◆ **Objective 1**: List every line of the records below that contains the string "pendant", matching case exactly.

◆ **Excerpt**:

begin

Fork me on GitHub
#xtdb
<
2021-11-03
>
Tuomas10:11:36

Hi, I'm test calculating aggregates and looking for pointers for improving query performance (atm im 33x slower than with similar queries in sql). My queries group by a parent, make a few joins to reach children and check existence or inexistence of attribute along the way. sql super small dataset 30ms:

select p.id, count(c3.id) from parent p
join child1 c1 on c1.parentId = p.id and c1.someColumn is not null
join child2 c2 on c2.child1Id = c1.id and c2.someColumn is null
where p.id = 1
group by p.id
order by count(distinct c3.id) desc
limit 0,10;
datalog super small dataset ~1000ms:
'{:find [p (count c3)]
       :in [p]
       :where [[c1 :c1/p p]
               [c1 :c1/c2 c2]
               (not [c2 :c2/attribute])
               [c3 :c3/c2 c2]
               [c3 :c3/attribute1]
               (not [c3 :c3/attribute2])]
       :order-by [[(count c3) :desc]]}
       :offset 0
       :limit 10
I'm expecting 50-100x more data what would mean I'd eather have to change my datamodel to not depend on :c/some-attribute checks, require less joins, design my ui in a way that you would "start generating" a report and get notified when its ready or just precalculate values / add another data store for these types on queries

Tuomas11:11:16

I'm not sure but it seems like a custom aggregate helps

(defmethod xtdb.query/aggregate 'count-c3 [_]
  (fn
    ([] 0)
    ([acc] acc)
    ([acc x]
     (let [c3 (xt/entity (xt/db @node) x)]
       (if (and (:c3/attribute1 c3)
                (not (:c3/attribute2 c3)))
         (inc acc)
         acc)))))

refset00:11:31

Hey, so not rules are definitely not free, although you might get some speed up if you change them both to be not-join instead

'{:find [p (count c3)]
       :in [p]
       :where [[c1 :c1/p p]
               [c1 :c1/c2 c2]
               (not-join [c2] [c2 :c2/attribute])
               [c3 :c3/c2 c2]
               [c3 :c3/attribute1]
               (not-join [c3] [c3 :c3/attribute2])]
       :order-by [[(count c3) :desc]]}
       :offset 0
       :limit 10
I think your idea to use a custom aggregate is here is pretty great though - probably the best solution 🙂 and very novel (to me at least!)

end

◆ **Objective 2**: Extend the forum thread on XTDB aggregate query performance, beginning after its last message.

◆ **Recorded information**:

begin

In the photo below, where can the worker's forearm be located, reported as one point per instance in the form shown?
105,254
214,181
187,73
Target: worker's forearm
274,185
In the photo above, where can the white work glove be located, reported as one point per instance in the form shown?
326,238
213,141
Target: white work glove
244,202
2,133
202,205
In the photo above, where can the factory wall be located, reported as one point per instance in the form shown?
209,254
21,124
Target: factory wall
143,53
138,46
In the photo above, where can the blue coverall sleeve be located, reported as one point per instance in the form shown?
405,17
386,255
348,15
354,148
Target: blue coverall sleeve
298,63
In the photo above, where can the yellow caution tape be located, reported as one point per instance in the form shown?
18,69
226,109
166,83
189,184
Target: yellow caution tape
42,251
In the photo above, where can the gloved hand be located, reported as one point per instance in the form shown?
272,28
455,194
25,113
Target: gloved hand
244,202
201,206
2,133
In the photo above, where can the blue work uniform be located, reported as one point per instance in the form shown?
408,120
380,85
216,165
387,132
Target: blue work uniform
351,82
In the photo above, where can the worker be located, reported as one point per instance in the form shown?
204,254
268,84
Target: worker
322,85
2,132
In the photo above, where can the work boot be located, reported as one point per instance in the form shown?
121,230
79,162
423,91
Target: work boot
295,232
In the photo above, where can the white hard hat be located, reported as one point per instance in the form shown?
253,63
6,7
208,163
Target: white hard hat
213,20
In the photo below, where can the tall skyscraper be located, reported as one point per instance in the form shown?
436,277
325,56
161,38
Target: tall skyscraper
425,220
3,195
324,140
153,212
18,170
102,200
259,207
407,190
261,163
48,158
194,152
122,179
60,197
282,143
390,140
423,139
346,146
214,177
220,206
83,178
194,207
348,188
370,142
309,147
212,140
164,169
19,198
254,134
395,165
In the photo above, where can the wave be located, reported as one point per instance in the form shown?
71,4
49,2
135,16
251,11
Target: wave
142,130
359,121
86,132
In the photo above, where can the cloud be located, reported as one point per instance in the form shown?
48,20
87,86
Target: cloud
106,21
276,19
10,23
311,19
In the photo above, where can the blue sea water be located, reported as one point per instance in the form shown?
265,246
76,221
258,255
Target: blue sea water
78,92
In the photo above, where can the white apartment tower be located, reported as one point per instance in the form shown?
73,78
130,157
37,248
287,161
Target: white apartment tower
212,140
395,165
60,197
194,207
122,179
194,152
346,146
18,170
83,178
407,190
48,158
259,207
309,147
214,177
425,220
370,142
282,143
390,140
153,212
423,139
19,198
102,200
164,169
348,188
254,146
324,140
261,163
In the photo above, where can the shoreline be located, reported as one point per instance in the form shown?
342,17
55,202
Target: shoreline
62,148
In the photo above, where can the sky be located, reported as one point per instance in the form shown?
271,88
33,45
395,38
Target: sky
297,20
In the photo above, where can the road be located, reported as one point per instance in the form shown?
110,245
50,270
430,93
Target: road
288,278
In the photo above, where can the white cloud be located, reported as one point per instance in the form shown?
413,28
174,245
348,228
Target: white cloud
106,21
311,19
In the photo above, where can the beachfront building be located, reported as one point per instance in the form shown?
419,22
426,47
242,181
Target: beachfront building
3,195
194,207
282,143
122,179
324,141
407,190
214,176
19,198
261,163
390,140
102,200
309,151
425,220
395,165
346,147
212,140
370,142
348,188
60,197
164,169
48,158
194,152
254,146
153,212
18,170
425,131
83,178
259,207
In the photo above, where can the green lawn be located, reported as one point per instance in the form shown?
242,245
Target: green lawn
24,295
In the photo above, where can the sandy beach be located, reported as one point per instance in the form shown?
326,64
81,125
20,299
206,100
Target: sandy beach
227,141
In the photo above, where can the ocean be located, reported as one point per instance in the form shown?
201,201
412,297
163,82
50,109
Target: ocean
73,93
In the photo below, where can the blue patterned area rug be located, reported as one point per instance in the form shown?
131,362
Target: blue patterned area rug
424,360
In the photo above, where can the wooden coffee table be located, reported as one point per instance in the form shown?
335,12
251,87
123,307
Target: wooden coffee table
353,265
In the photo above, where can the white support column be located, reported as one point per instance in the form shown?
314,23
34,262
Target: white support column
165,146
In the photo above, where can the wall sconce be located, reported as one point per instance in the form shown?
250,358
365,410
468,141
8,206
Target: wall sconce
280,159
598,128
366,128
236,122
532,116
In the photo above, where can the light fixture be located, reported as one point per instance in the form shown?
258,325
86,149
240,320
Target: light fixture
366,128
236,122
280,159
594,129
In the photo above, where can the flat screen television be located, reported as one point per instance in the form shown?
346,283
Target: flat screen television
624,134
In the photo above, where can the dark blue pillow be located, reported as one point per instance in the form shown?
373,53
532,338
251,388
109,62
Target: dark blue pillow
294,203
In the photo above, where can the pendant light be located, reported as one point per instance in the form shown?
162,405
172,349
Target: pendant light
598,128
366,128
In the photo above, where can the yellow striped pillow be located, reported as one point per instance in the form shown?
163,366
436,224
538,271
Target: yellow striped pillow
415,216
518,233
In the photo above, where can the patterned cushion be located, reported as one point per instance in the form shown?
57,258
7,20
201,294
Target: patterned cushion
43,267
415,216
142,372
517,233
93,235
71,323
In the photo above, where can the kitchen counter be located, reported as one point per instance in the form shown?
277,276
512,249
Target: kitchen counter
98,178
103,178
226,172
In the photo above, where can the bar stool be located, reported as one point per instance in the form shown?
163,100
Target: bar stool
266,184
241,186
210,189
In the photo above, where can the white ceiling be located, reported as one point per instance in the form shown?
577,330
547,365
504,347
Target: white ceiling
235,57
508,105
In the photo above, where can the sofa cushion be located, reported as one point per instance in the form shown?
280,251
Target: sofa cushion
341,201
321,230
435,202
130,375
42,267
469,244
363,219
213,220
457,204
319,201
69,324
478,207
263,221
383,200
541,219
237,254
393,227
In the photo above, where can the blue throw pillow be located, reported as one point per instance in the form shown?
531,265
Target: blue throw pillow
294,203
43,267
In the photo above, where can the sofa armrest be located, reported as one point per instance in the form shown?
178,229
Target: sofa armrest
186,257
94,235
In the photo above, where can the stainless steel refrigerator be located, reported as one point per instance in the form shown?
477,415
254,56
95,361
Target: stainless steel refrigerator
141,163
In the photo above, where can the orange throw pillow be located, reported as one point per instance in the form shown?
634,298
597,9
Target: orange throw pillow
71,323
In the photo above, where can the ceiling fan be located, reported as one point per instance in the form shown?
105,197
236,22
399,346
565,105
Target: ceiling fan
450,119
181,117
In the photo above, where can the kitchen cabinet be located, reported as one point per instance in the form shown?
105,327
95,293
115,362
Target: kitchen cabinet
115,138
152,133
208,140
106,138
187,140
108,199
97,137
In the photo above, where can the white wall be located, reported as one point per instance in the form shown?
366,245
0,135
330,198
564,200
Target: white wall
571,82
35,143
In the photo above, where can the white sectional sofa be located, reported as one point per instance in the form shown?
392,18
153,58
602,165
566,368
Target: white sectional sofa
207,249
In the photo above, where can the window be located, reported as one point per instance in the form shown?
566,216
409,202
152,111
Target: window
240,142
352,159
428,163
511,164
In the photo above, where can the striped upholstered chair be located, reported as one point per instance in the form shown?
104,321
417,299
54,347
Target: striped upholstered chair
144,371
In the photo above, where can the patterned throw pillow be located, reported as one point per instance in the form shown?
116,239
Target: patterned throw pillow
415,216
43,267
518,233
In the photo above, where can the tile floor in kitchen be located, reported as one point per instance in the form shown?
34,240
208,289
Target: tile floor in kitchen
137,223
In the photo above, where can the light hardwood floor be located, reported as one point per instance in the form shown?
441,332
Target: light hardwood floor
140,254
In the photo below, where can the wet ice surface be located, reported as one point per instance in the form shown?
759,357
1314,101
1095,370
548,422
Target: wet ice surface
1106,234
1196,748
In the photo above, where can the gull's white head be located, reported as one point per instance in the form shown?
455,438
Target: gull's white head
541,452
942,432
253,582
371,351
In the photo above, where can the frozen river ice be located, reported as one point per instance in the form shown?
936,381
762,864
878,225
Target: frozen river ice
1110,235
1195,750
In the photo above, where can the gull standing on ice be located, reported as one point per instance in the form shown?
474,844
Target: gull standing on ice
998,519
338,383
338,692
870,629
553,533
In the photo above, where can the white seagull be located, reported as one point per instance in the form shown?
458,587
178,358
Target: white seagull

end

◆ **Exercise response 1**:
In the photo above, where can the pendant light be located, reported as one point per instance in the form shown?
Target: pendant light

◆ **Exercise response 2**:
refset00:11:43

which SQL engine are you comparing against?

refset00:11:10

in general though, an atemporal and row-oriented query engine will have some fundamental advantages for ~optimally handling this kind of query

refset00:11:21

oh, you could also store explicit nil values to avoid the not rules in the query

Tuomas06:11:31

Yeah I did compare not and not-join earlier and thought not was faster, but after putting some thought to benchmarking I got opposite results. I got down from 1000ms to 730ms using not-join and custom aggregate for c3. I also tried using a custom aggregate at c2 level and pulling for c3 data but got worse performance. About explicit nil values. Are you suggesting that on usually [e :a nil] is more performant than (not-join [e] [e :a]) ? Also seeing that not-join provides better perf I'm wondering why would you ever prefer not over not-join?

Tuomas07:11:43

I tried getting rid of not-join with a custom predicate function and that seems to help. Down to ~650ms

(defn c2-without-attribute->c3 [c2eid]
  (let [c2 (xt/entity (xt/db @node) c2eid)]
    (when (not (:c2/attribute c2))
      (:c2/c3 c2))))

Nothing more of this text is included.